It will be noted in line B of FIG. 2 that after the low energy exposure terminated nothing happened until the next TV vertical blanking pulse occurred which initiated TV target readout. It will be evident from this that the time elapsed between termination of the low energy exposure and the beginning of the ensuing high energy exposure is not minimized as yet. As explained earlier, a feature of the new method is to minimize the delay between termination of the low energy exposure and beginning of the high energy exposure during a sequence of dual energy image pairs that are obtained during the pre-contrast and post-contrast run or sequence that follows acquisition of the low and high energy mask images.
After the mask images are acquired, the programmed system controller 43 makes several calculations and issues several commands prior to continuing with the run sequence. One of the commands is to calculate the maximum number of images that can be allowed to occur on the basis of x-ray tube heat capacity and actual low and high kVp exposure times, and the controller limits the run sequence to the calculated maximum number of images.
The system controller also commands the x-ray power or generator 35 to use the measured low and high kVp mask exposure times for the run exposures, rather than using AEC to determine the exposure times. The fact that the AEC is disabled during the postmask or run sequence is manifested by line F in FIG. 2. In an actual embodiment, the system controller provides a command signal to the digital video processor 30 which sends the ultimate command signals to the exposure logic module 46. The calculated exposure times are supplied to exposure timer 39 so it will send out the signals for closing and opening the previously mentioned solid-state switch in the Y-connected primary of the step-up transformer in the x-ray power supply 35. There are two reasons for holding the mask exposure times. First, the low energy images acquired during the run sequence are ultimately subtracted, respectively, from the low energy mask image and the high energy images are ultimately subtracted, respectively, from the high energy mask image. The object is to highlight any density differences which occur in the patient as a result of the introduction of the x-ray contrast medium. If the AEC system were active during the run sequence instead of using the mask exposure times according to the invention, it would automatically compensate for such density changes, which would be undesirable. Secondly, by retaining the mask exposure times using them to control the durations of the low and high energy exposures independently, there is no longer any uncertainty when the low kVp exposure is going to end. The system controller uses the exactly determined time that the exposure ends to advantage in connection with performing the next calculation following acquisition of the mask images.
The next thing that the system controller's CPU 43 calculates after mask acquisition is an anticipation time, Ta. The calculated anticipation time is used to minimize the time lapse between the end of the low energy exposures and the start of the high energy exposures during the run sequence, thereby minimizing the probability of patient motion occurring between acquisition of successive low and high energy images. Motion between the low and high energy exposures can degrade hybrid image quality and any other images that depend on dual energy exposures.

### WHAT YOU SHOULD DO
Write out, word for word, the part of the x-ray passage that begins at the words containing "The next thing" and stops after "dual energy exposures.". The records have nothing to do with the x-ray passage.

### SOURCE DATA
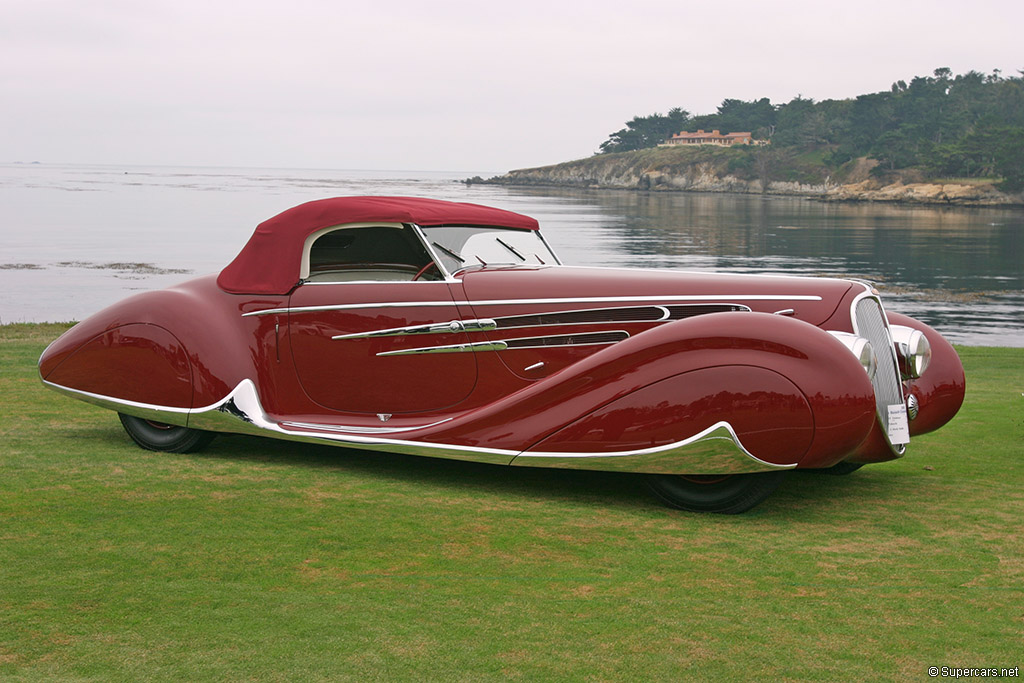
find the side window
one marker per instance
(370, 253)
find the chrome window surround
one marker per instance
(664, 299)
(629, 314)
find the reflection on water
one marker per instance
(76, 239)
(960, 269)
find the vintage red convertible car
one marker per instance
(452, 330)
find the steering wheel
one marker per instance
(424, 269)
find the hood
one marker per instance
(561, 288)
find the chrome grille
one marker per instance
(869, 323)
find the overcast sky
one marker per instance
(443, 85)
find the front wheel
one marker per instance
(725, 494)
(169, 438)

...

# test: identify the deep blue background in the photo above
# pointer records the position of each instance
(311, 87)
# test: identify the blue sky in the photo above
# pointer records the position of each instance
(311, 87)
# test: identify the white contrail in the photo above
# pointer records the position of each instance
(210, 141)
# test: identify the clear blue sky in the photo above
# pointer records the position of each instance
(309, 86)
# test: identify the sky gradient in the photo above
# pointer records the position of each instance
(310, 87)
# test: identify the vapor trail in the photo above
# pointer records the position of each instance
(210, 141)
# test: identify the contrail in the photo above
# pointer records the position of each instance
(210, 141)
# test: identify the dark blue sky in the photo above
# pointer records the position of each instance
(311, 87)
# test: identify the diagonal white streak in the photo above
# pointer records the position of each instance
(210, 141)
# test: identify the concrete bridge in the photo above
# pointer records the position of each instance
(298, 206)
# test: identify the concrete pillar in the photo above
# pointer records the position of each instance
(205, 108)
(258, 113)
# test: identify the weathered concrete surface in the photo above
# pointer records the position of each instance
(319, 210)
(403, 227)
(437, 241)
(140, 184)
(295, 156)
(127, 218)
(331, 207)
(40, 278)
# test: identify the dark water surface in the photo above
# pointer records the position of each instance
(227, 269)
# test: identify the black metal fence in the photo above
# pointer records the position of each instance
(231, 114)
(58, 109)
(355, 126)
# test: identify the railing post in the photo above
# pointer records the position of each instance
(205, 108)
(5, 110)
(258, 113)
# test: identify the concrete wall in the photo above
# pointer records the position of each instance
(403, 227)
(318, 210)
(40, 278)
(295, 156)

### ANSWER SPACE
The next thing that the system controller's CPU 43 calculates after mask acquisition is an anticipation time, Ta. The calculated anticipation time is used to minimize the time lapse between the end of the low energy exposures and the start of the high energy exposures during the run sequence, thereby minimizing the probability of patient motion occurring between acquisition of successive low and high energy images. Motion between the low and high energy exposures can degrade hybrid image quality and any other images that depend on dual energy exposures.